Top of Document excerpt

Old Crow Medicine Show coming to The Mahaiwe

Old Crow Medicine Show will perform their high-energy brand of Americana at The Mahaiwe on April 25.

Brooke Stevens

Old Crow Medicine Show coming to The Mahaiwe

Old Crow Medicine Show has been making merry music since 1998. While students at Ithaca College in upstate New York, the band recorded, toured, and discovered gold in a discarded musical idea.

As legend has it, co-founder Chris Fuqua gave lead singer and fiddle player Ketch Secor a bootleg of a Bob Dylan song sketch. Secor took the chorus and added verses with themes of traveling that reflected his homesickness for the south. The resulting “Wagon Wheel” became the band’s biggest hit, going gold and eventually platinum in 2013.

When asked why the song continues to resonate to this day, mandolin player and multi-instrumentalist Cory Younts said, “It’s simple, easy to learn, and pleasing to the ear. It’s everyone’s favorite campfire song. Ketch knew it was gonna be a big hit when he wrote it, and that it was gonna go for miles and miles.”

Bottom of Document excerpt
Top of Material shown

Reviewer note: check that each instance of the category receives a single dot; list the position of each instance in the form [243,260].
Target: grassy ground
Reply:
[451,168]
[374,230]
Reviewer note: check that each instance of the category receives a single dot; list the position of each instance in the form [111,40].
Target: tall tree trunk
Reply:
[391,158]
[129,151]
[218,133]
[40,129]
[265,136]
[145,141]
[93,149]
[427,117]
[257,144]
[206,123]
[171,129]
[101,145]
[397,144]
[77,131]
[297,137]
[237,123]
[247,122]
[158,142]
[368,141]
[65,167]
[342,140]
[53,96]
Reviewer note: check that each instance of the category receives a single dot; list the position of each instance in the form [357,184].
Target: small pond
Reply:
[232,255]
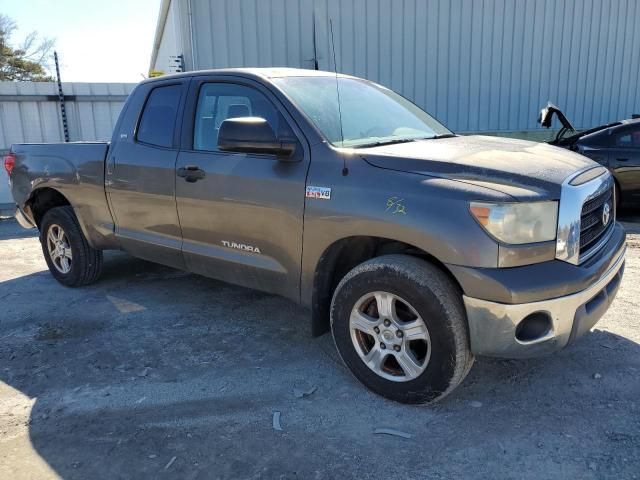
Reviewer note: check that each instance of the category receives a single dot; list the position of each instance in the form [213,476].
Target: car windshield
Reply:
[371,114]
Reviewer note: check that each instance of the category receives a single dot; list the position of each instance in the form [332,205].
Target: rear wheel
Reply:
[400,326]
[70,258]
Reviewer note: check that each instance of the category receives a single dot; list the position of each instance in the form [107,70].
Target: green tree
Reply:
[26,62]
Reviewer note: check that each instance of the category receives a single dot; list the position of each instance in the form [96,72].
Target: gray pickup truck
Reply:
[416,247]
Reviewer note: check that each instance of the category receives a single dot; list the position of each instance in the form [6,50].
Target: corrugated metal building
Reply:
[477,65]
[30,112]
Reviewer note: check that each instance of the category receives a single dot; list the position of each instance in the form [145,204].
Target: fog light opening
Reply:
[533,327]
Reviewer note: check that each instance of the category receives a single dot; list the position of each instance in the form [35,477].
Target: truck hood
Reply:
[525,170]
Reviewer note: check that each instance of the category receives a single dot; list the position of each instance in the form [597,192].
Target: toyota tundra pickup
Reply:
[418,248]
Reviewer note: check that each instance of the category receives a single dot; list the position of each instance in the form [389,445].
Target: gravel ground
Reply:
[157,373]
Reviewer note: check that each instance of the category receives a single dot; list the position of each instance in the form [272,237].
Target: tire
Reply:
[70,258]
[419,291]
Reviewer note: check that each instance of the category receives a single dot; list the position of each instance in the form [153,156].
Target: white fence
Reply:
[30,112]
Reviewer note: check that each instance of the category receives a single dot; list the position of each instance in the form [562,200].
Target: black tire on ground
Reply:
[435,297]
[86,262]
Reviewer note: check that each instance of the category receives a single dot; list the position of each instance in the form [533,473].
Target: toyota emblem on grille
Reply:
[606,214]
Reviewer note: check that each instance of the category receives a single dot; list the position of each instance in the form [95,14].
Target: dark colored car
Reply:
[614,145]
[416,247]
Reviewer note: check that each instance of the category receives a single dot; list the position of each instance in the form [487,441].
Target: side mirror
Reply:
[544,119]
[252,135]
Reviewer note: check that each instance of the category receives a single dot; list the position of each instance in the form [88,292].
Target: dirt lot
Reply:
[153,372]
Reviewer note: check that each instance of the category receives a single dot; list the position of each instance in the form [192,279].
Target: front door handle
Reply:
[191,173]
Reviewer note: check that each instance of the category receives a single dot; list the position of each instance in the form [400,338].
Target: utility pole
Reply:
[63,110]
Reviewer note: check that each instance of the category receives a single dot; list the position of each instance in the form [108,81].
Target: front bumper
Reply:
[493,325]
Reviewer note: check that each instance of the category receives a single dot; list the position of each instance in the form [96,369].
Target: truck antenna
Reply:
[345,170]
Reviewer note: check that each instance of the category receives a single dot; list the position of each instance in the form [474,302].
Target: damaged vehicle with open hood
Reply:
[416,247]
[615,145]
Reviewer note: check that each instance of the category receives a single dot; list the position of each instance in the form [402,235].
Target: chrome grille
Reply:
[592,227]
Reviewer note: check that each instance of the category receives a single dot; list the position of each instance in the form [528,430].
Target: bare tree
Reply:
[29,61]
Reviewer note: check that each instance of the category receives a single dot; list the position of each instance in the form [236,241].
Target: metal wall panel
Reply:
[477,65]
[26,115]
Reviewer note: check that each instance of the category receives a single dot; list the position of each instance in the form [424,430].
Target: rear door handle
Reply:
[191,173]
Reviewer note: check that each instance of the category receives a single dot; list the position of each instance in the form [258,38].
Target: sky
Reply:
[96,40]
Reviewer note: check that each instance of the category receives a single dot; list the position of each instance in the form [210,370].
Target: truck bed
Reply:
[75,170]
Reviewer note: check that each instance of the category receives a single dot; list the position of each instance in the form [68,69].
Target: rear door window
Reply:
[158,119]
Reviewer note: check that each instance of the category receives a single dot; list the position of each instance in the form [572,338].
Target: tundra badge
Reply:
[240,246]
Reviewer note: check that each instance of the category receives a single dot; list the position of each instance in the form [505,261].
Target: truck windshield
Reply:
[371,115]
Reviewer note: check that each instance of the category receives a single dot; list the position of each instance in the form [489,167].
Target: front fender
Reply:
[431,214]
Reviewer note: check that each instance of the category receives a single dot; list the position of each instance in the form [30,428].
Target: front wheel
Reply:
[70,258]
[400,327]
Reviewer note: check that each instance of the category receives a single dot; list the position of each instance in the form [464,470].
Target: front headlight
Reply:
[518,223]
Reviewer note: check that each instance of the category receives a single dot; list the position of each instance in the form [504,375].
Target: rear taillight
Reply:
[9,162]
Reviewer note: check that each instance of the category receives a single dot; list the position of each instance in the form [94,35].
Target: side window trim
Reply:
[175,143]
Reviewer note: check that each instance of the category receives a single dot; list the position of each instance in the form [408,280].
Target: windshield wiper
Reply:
[388,142]
[443,135]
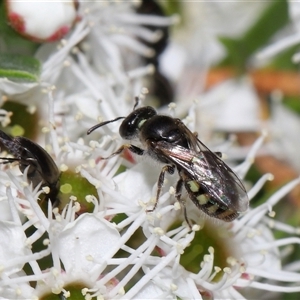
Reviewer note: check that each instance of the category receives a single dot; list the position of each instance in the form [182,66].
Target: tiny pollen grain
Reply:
[177,205]
[46,189]
[159,231]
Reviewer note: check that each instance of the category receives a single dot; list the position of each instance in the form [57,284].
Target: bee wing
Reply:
[217,180]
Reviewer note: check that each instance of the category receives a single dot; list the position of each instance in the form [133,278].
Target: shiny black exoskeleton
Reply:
[211,184]
[42,168]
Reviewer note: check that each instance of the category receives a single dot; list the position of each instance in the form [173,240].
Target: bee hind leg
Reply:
[179,186]
[168,168]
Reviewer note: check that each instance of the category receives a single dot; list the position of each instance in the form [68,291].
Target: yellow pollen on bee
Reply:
[141,123]
[202,199]
[194,186]
[213,208]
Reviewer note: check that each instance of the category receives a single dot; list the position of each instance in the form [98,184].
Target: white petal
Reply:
[87,240]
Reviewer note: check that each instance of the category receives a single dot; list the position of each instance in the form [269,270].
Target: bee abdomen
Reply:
[207,204]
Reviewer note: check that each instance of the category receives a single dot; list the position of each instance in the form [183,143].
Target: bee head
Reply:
[133,123]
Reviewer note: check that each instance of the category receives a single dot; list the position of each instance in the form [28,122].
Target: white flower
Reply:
[28,18]
[106,242]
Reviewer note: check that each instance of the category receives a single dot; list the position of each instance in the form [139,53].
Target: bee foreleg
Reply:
[168,168]
[182,202]
[131,148]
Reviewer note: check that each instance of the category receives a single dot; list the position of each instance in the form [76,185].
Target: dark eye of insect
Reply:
[210,183]
[41,167]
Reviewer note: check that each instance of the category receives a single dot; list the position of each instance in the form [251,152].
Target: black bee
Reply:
[42,168]
[211,184]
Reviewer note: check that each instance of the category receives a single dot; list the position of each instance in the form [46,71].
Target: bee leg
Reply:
[182,202]
[168,168]
[131,148]
[218,154]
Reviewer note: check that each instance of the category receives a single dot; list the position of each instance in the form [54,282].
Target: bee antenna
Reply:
[102,124]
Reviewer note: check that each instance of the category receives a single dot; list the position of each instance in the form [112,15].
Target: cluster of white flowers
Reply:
[118,250]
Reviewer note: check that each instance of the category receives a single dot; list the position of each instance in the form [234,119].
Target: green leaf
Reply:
[271,20]
[19,68]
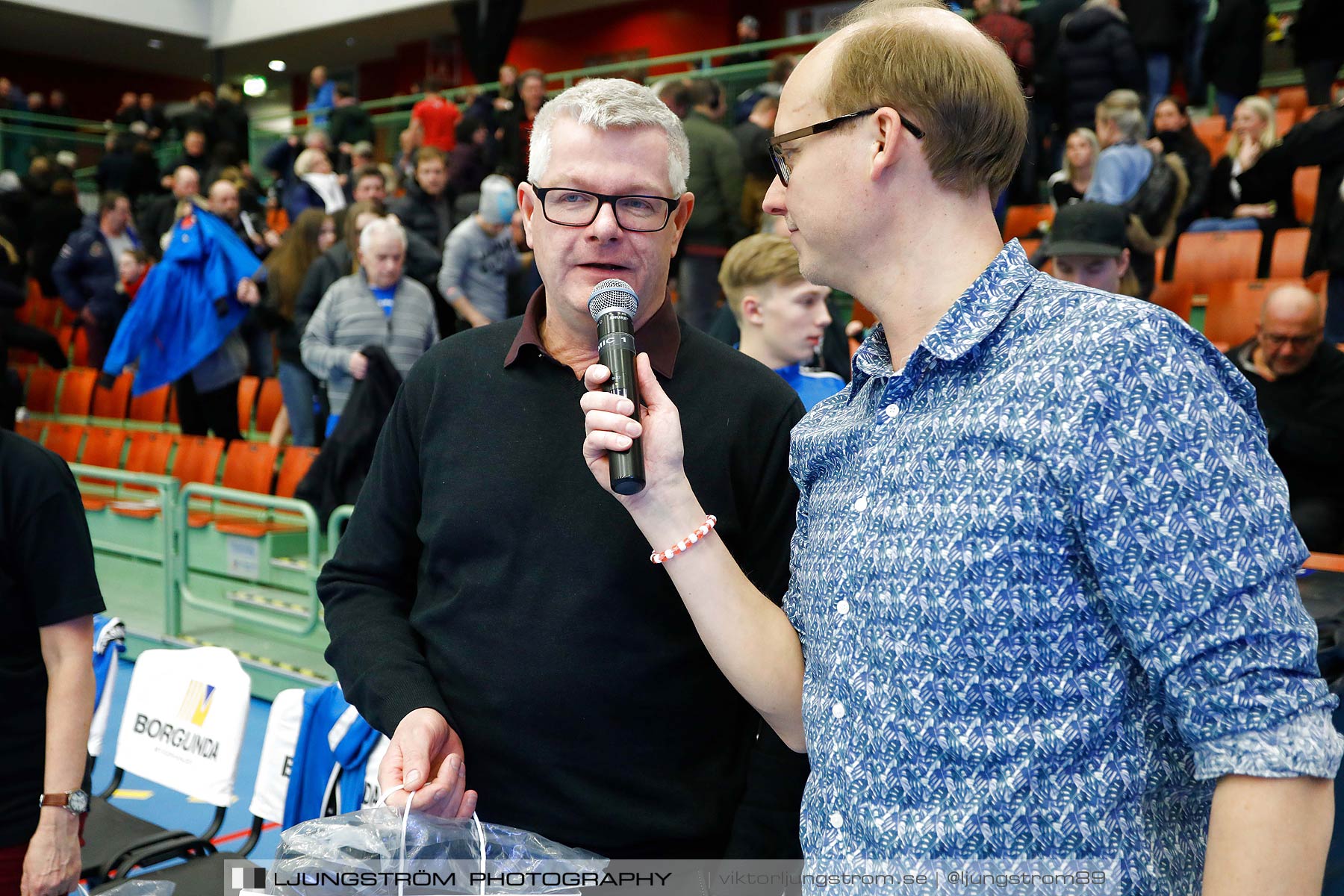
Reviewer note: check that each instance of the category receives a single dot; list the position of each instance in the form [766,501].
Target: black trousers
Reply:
[215,410]
[1320,521]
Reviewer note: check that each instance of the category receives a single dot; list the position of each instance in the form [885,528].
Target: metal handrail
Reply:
[267,503]
[334,524]
[567,77]
[166,491]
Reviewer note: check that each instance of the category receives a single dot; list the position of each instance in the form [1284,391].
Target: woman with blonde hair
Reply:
[1265,202]
[1070,183]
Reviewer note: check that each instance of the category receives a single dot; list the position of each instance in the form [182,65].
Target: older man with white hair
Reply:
[374,307]
[490,606]
[1298,382]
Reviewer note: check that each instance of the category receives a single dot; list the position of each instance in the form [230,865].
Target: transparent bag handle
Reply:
[406,817]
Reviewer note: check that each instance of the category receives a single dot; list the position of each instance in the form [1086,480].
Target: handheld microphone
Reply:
[613,305]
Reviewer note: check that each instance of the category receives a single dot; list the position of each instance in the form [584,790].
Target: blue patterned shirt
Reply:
[1045,583]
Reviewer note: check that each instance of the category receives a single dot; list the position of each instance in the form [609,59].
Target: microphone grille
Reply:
[613,296]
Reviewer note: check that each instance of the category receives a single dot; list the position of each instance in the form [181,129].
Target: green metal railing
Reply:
[391,114]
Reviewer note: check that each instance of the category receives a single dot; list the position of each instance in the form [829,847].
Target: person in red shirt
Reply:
[436,117]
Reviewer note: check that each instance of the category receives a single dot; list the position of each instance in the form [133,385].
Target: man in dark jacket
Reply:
[230,121]
[193,156]
[1317,46]
[1236,52]
[87,272]
[1298,383]
[426,208]
[1319,141]
[423,264]
[349,124]
[159,215]
[1097,54]
[1046,22]
[1157,34]
[717,180]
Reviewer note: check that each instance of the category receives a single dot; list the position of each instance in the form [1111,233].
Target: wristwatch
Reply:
[73,801]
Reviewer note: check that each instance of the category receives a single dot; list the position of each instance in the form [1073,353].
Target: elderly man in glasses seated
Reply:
[1298,382]
[492,606]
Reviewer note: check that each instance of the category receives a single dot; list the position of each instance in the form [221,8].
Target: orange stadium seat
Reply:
[1213,134]
[77,391]
[112,402]
[1284,121]
[30,430]
[80,348]
[102,449]
[149,408]
[198,458]
[1233,312]
[1289,254]
[196,461]
[248,388]
[148,453]
[1307,183]
[65,440]
[1203,260]
[249,467]
[269,401]
[1024,220]
[293,467]
[42,390]
[1179,299]
[1292,97]
[292,470]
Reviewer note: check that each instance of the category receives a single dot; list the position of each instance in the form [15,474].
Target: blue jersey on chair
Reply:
[329,758]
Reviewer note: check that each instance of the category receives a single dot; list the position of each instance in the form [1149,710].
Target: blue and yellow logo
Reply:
[195,704]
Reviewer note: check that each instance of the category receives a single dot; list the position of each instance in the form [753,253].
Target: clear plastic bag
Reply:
[137,889]
[358,852]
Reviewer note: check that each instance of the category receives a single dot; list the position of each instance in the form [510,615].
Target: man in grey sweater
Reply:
[376,307]
[480,255]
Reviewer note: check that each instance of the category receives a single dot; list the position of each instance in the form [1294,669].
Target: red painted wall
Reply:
[584,38]
[93,90]
[579,40]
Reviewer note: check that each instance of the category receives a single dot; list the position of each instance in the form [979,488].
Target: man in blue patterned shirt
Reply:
[1042,600]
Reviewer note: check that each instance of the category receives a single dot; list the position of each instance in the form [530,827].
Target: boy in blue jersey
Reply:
[781,316]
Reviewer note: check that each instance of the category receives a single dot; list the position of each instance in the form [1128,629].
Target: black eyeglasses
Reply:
[579,208]
[779,155]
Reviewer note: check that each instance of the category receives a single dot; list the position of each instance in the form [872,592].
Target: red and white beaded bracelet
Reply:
[663,556]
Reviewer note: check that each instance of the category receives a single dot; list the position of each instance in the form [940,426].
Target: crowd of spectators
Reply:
[1116,87]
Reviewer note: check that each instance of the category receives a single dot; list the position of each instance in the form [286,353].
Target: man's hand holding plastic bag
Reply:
[425,756]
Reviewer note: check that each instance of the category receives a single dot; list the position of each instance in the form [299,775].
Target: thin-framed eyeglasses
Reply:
[571,207]
[779,155]
[1296,341]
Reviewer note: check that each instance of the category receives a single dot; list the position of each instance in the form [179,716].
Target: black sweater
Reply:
[487,575]
[1097,55]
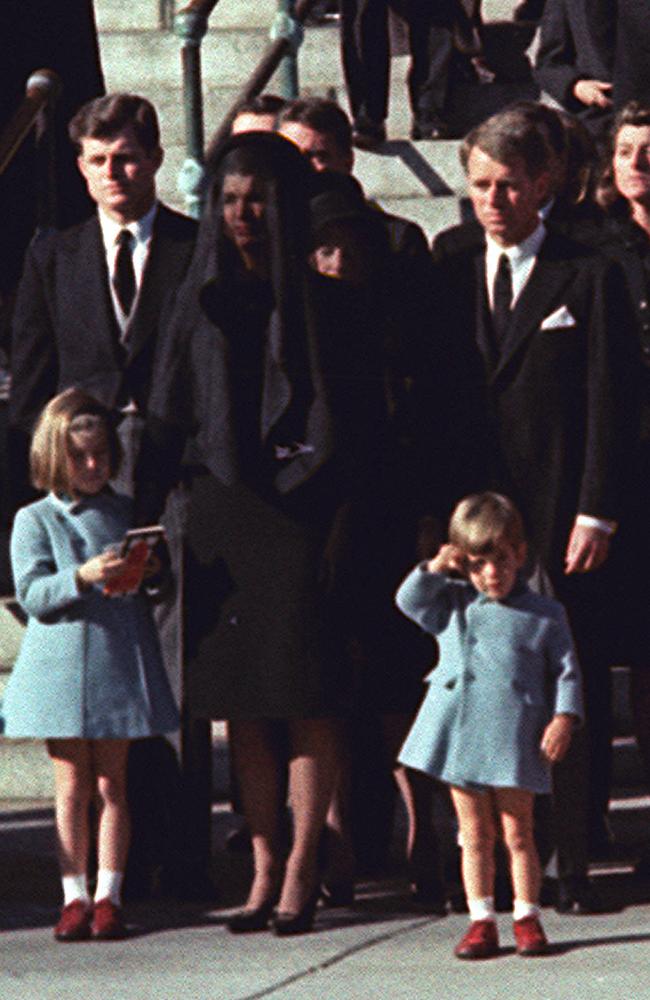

Bottom of Material shown

» **What the task requires**: Edit the Old Crow Medicine Show article from "As legend has" up to and including "platinum in 2013.", writing "rough recording" wherever "bootleg" appears. The records have nothing to do with the Old Crow Medicine Show article.

» **Reply**:
As legend has it, co-founder Chris Fuqua gave lead singer and fiddle player Ketch Secor a rough recording of a Bob Dylan song sketch. Secor took the chorus and added verses with themes of traveling that reflected his homesickness for the south. The resulting “Wagon Wheel” became the band’s biggest hit, going gold and eventually platinum in 2013.